_Instructions for the task:_ Below are some records; return each one exactly.

_Given data:_
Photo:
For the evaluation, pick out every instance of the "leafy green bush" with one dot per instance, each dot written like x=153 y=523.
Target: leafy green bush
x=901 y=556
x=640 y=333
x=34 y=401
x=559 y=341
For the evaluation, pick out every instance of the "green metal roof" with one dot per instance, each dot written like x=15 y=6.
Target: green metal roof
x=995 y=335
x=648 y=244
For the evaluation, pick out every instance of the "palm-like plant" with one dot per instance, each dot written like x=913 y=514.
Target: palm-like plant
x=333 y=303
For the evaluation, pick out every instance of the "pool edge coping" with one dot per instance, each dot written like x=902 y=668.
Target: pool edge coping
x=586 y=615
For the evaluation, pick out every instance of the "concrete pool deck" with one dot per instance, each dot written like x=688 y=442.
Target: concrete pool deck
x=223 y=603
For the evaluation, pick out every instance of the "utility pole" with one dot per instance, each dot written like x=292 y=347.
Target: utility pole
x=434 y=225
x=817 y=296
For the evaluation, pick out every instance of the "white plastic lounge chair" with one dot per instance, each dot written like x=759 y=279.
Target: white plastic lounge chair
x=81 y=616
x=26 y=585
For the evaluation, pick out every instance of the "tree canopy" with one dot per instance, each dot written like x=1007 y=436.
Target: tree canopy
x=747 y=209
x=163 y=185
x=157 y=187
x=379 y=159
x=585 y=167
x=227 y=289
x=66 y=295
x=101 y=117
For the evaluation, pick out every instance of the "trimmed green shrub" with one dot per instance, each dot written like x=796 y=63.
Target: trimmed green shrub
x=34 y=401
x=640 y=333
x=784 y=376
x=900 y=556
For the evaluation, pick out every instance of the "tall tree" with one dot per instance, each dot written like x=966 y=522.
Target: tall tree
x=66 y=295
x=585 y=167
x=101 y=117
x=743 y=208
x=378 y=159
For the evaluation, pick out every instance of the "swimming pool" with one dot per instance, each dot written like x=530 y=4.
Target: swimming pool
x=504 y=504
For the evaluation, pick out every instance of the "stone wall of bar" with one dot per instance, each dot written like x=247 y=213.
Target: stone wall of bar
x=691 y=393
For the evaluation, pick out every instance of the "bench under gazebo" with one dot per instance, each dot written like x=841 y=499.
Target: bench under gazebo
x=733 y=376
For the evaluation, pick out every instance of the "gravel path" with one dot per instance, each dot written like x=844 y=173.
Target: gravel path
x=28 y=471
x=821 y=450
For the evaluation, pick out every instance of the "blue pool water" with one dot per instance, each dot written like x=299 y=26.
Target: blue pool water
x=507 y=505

_Solution to this exercise:_
Photo:
For the evaluation, pick out every instance of the "leafy green bush" with one dot per instance, each dot written like x=153 y=523.
Target: leafy green bush
x=901 y=556
x=640 y=333
x=34 y=401
x=559 y=341
For the evaluation, pick out every instance of the "green metal roof" with one dot per instance, each dot written like x=15 y=6.
Target: green metal roof
x=995 y=335
x=648 y=244
For the evaluation, pick out every instance of the "palm-like plant" with one dot per instance, each dot written like x=913 y=514.
Target: palm-like plant
x=333 y=303
For the evaluation, pick out every instance of the "pool edge coping" with one dot per instance, each dot written like x=902 y=668.
Target: pool edge coping
x=586 y=615
For the evaluation, pick out every instance of the "concrete pool deck" with one dot per instance, each dot written like x=688 y=442.
Target: concrete pool deck
x=223 y=603
For the evaluation, pick out every instance of the "utility pole" with one dot per instance, each dot written like x=292 y=347.
Target: utility pole
x=434 y=225
x=817 y=296
For the evaluation, pick out every instance of the "white plastic lounge chair" with one dot per instance, each dot written like x=759 y=279.
Target: white plastic lounge chair
x=81 y=616
x=26 y=585
For the evaluation, pick out every instance of the "tree canopy" with one dot per instance, each dot written like x=1007 y=436.
Target: tree canopy
x=747 y=209
x=163 y=185
x=157 y=187
x=379 y=159
x=585 y=167
x=227 y=289
x=66 y=295
x=101 y=117
For the evaluation, pick out every instance of the "trimmed green shrub" with one dot per instance, each dot written like x=796 y=63.
Target: trimmed green shrub
x=34 y=401
x=640 y=333
x=784 y=376
x=900 y=556
For the evaluation, pick out every instance of the "tall tree" with one dot per instance, each dot written like x=966 y=522.
Target: tall tree
x=66 y=295
x=585 y=167
x=101 y=117
x=743 y=208
x=378 y=159
For the evaluation, pick out every instance of the "swimming pool" with one dot per instance, each dot written like x=530 y=4.
Target: swimming pool
x=504 y=504
For the evaluation, pick out every instance of the "stone wall of bar" with one dot per instance, each dot written like x=247 y=213.
Target: stone wall of bar
x=691 y=393
For the evaluation, pick out every instance of the "bench under gazebo" with one dot per instance, each dot written like x=841 y=499.
Target: bench under gazebo
x=733 y=376
For the evaluation, pick out every instance of the "gravel path" with one dot per instance, each dot written like x=844 y=173.
Target: gravel path
x=28 y=471
x=821 y=450
For the evaluation, pick out every instance of the "blue pool water" with one dot per instance, each dot written like x=299 y=26.
Target: blue pool water
x=507 y=505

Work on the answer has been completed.